WORK INSTRUCTIONS:
Beginning with the line where "Keypoint placement rule: for each instance of the glove, put" appears, restate the lines word for word through the last one in the listing.

EXTRACTED ENTRIES:
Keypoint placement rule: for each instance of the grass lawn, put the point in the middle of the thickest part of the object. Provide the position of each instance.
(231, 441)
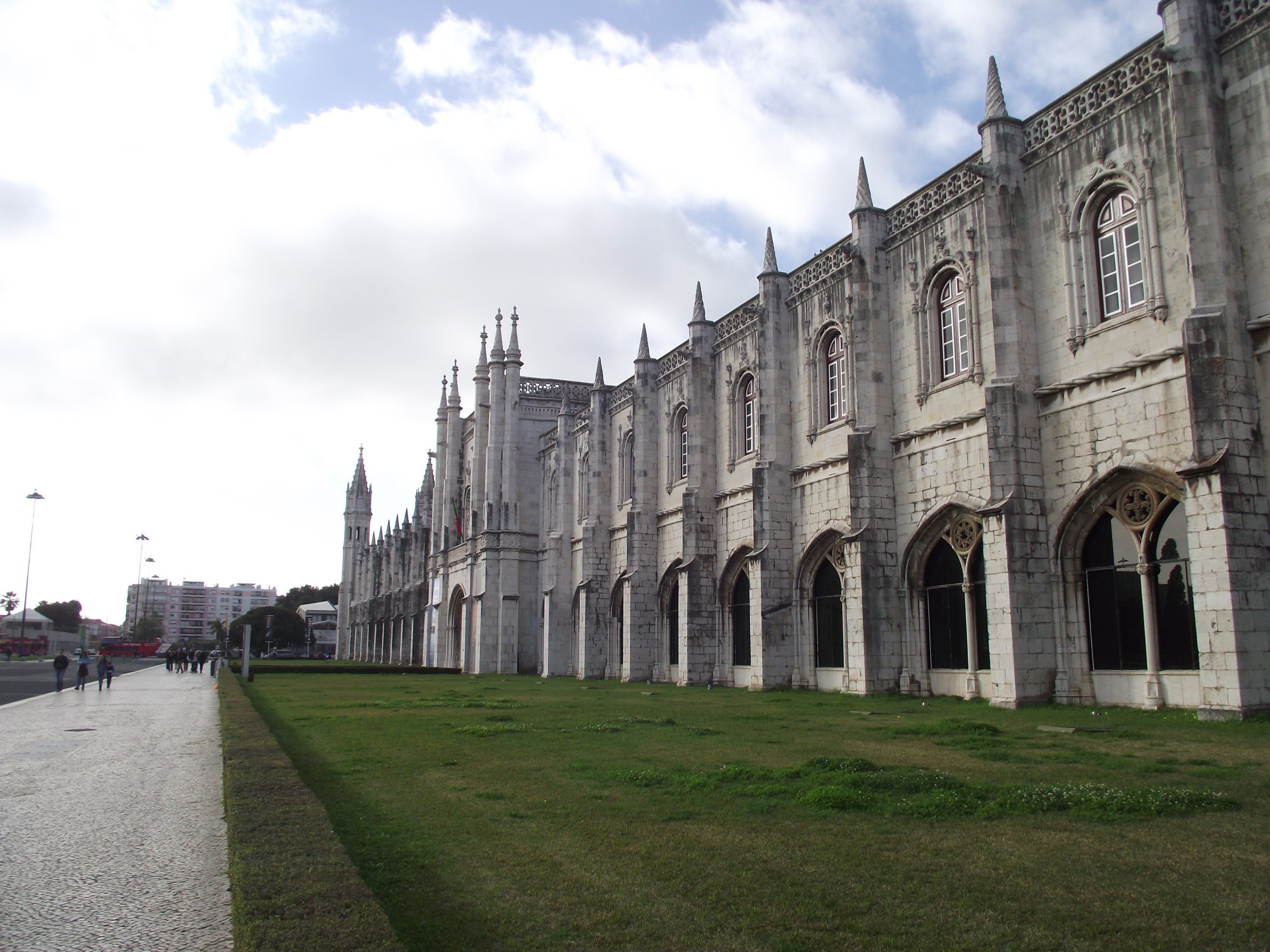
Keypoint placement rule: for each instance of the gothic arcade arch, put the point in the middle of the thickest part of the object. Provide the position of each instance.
(735, 600)
(822, 591)
(669, 616)
(455, 620)
(1125, 559)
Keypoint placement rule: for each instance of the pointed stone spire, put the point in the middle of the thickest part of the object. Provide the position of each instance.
(770, 256)
(995, 107)
(514, 345)
(483, 361)
(496, 352)
(864, 195)
(699, 308)
(360, 486)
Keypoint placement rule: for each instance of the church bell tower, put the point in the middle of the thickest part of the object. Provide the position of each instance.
(358, 531)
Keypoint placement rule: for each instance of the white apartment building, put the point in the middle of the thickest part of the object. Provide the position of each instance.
(187, 609)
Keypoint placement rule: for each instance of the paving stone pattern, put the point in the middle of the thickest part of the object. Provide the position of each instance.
(112, 818)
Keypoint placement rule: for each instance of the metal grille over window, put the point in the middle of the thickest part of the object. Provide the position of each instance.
(836, 376)
(1121, 270)
(954, 329)
(751, 407)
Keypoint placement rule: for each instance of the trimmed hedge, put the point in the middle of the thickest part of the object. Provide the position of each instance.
(337, 668)
(291, 882)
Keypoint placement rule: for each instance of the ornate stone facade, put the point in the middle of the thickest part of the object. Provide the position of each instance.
(1005, 440)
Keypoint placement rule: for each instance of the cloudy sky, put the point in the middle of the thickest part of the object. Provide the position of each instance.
(241, 238)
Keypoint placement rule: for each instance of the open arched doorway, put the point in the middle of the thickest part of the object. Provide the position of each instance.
(457, 626)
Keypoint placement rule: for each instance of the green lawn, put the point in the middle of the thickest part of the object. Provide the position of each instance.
(520, 814)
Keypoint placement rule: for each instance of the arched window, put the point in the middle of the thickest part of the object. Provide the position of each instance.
(749, 416)
(457, 626)
(628, 468)
(1114, 591)
(1122, 279)
(954, 329)
(672, 621)
(620, 624)
(741, 621)
(681, 428)
(836, 378)
(946, 609)
(827, 614)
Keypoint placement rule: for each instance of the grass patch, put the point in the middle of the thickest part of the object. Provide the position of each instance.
(745, 821)
(293, 884)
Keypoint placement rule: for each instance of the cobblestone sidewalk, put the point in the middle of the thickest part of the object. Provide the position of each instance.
(112, 819)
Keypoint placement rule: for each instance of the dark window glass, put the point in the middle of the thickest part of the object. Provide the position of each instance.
(672, 621)
(741, 621)
(1175, 600)
(619, 624)
(1118, 639)
(946, 609)
(827, 606)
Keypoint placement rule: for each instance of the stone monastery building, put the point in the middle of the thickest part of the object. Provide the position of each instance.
(1005, 440)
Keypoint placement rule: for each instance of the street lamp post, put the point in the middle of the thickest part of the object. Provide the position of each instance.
(22, 633)
(137, 616)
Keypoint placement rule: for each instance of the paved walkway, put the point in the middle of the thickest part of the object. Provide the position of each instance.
(112, 831)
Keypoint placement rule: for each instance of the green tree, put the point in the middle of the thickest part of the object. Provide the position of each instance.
(289, 628)
(149, 629)
(64, 615)
(308, 595)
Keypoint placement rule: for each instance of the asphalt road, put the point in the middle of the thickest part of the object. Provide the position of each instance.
(23, 680)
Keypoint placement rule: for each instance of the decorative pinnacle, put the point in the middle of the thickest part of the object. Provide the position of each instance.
(995, 109)
(699, 308)
(864, 196)
(514, 345)
(770, 255)
(497, 352)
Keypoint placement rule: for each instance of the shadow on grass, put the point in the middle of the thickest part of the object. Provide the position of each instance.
(396, 869)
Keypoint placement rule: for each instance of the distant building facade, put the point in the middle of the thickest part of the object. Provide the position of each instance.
(187, 609)
(1005, 440)
(321, 621)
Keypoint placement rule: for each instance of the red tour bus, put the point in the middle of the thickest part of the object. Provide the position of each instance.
(120, 648)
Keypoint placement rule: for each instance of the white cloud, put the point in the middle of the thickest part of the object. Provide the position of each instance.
(199, 334)
(451, 49)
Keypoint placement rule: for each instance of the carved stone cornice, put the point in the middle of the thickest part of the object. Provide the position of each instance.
(1125, 83)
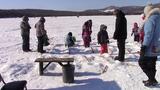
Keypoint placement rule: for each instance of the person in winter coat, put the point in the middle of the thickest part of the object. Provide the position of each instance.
(40, 33)
(120, 33)
(103, 39)
(135, 31)
(141, 31)
(69, 40)
(46, 39)
(86, 33)
(25, 33)
(150, 48)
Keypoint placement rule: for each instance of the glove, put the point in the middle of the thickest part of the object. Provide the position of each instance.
(143, 50)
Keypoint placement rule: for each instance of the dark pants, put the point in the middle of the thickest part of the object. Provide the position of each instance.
(121, 47)
(136, 38)
(148, 65)
(25, 45)
(40, 44)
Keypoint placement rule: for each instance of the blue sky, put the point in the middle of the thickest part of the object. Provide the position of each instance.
(68, 4)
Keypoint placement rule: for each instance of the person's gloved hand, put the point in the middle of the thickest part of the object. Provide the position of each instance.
(143, 50)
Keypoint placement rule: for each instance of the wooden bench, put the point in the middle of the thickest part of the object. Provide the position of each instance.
(50, 60)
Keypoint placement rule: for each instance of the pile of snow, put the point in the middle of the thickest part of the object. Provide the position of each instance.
(109, 10)
(92, 70)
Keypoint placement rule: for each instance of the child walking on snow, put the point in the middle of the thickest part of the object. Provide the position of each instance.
(70, 40)
(135, 32)
(103, 39)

FINISHED TASK:
Keypoint placement rule: for each instance of the glove, put the point in the middle of the thickest part of the object. Provide the position of each instance.
(143, 50)
Keypoint placement rule: for each instance of the dark pants, put the point in the middle of the thickest part of the object. Provide the position of each instance.
(121, 47)
(136, 38)
(148, 65)
(25, 45)
(40, 44)
Keypoint placement rule: for each instance of the blue sky, put the point in the middle of the thickest part of the object. Provide the position of each instance.
(68, 4)
Keypoint placement rule: for each instance of the person's gloved hand, put the point in the middle of the thickest part of the object. Provide the position of each instance.
(143, 50)
Keypoint placement rule: for each instance of the wooden bench, put the point in the middle of the thickest part of the object. Provide the position of each instance.
(50, 60)
Keypoint placement rule: for each instance of the pile of snow, put the point in the middle of the thickest part of the object. Provide the position of each instance.
(109, 10)
(92, 70)
Keypoint placement rule: for each instance of the child walking on snow, put the point in the middle of the thickest part of the object. Provide the position of each instance.
(70, 40)
(135, 32)
(103, 39)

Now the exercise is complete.